Exercise aim: Restate the data below word for word. Skip any images it contains.
● ● ● ● ●
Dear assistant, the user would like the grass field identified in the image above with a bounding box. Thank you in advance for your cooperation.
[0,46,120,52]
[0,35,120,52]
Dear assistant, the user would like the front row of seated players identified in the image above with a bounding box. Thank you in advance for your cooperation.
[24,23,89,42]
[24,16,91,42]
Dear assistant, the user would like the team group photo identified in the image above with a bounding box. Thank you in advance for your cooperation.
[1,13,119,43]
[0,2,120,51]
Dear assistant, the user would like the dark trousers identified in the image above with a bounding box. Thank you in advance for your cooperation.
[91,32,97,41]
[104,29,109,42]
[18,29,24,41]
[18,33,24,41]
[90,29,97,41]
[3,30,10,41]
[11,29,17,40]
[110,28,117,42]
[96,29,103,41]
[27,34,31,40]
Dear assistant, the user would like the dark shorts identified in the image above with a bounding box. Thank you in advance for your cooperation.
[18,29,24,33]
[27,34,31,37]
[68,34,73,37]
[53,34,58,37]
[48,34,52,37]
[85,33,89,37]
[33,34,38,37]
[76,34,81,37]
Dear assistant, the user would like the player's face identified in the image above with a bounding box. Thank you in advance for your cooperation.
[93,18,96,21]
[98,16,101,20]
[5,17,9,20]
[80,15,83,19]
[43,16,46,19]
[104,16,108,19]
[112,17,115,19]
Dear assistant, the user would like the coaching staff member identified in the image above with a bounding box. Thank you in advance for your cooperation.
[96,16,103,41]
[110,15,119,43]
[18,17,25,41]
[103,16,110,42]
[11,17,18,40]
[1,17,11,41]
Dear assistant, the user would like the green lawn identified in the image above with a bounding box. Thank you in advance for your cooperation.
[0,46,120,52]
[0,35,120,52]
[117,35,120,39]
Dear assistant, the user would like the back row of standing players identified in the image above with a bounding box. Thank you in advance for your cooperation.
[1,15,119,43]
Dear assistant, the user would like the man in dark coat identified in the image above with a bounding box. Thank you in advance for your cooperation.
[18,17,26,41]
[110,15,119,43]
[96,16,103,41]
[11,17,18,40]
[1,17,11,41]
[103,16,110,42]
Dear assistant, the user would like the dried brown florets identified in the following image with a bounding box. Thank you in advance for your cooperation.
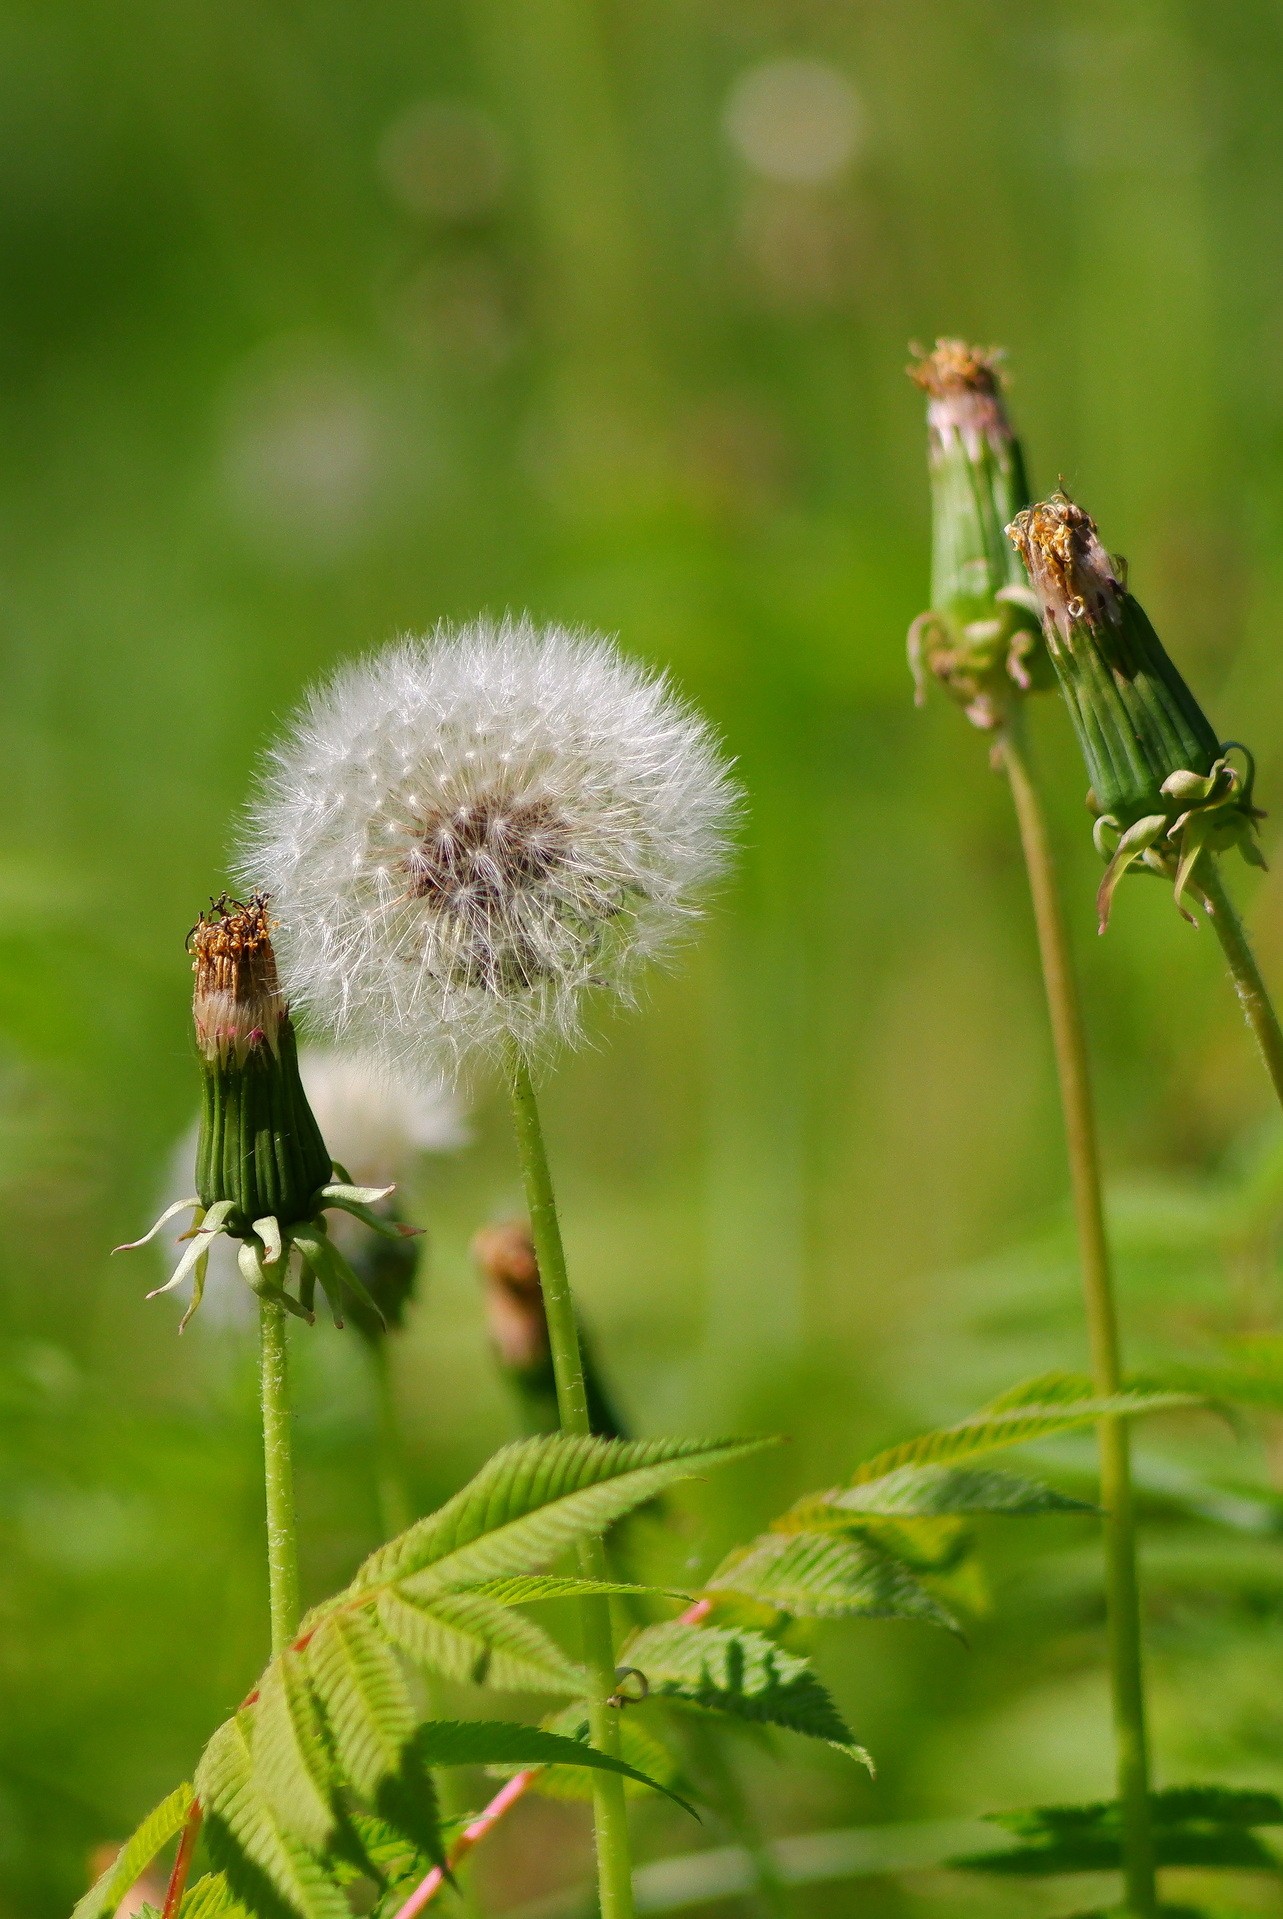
● ● ● ● ●
Your response:
Dear assistant, the user would like the grass field identified in the image above with a bounding box. Thank you in advance for your cooperation.
[0,46,120,52]
[0,35,120,52]
Dear assistant, the user would like the front row of seated players identified in the image above with a bounding box. Thank you in advance for your cooperation.
[24,23,89,42]
[24,16,91,42]
Dear assistant, the user would like the team group photo identified in the image above with a bounding box. Thank you in advance for your cooperation.
[1,13,119,43]
[0,2,120,51]
Dear assistant, the user would like the dark trousers identified in the image above with a bounding box. Thank you in advance for your cooperation.
[91,32,97,41]
[104,29,109,42]
[18,29,24,41]
[18,33,24,41]
[90,29,97,41]
[3,30,10,41]
[11,29,17,40]
[110,28,117,42]
[96,29,103,41]
[27,34,31,40]
Dear assistant, the user would like the dark shorts identified in the image above with a bounding box. Thank you in advance for your cooperation.
[18,29,24,33]
[27,34,31,37]
[68,34,73,37]
[53,34,58,37]
[48,34,52,37]
[85,33,89,37]
[33,34,38,37]
[76,34,81,37]
Dear assistant, the user would like the player's face identified in the image above with a bounding box. Thank you in advance for your cooperation.
[93,18,96,21]
[98,16,101,20]
[5,17,9,20]
[80,15,83,19]
[43,16,46,19]
[104,16,108,19]
[112,17,115,19]
Dear assistant, the user would like the coaching staff member identified in the image above with a bounding box. Thank you in advance for your cooperation.
[96,16,103,41]
[110,15,119,43]
[18,17,25,41]
[103,16,110,42]
[11,17,18,40]
[1,17,11,41]
Dear assistant, the user would like the green lawn identified in the image above with a bounding box. Thank you in advance for your cooperation.
[0,46,120,52]
[0,35,120,52]
[117,35,120,39]
Dear assistant, the user would like the back row of standing players identified in the image above with a bounding box. Thank you in advance for your cooperation.
[1,15,119,43]
Dear assistant, the user would like the man in dark coat identified in the image above with a bounding box. Thank you in advance for your cooperation.
[18,17,26,41]
[110,15,119,43]
[96,16,103,41]
[11,17,18,40]
[1,17,11,41]
[103,16,110,42]
Dear assistant, the user would like the dried brown florets identified in the following image with a bounding box. Thank you in advance for your cooperation.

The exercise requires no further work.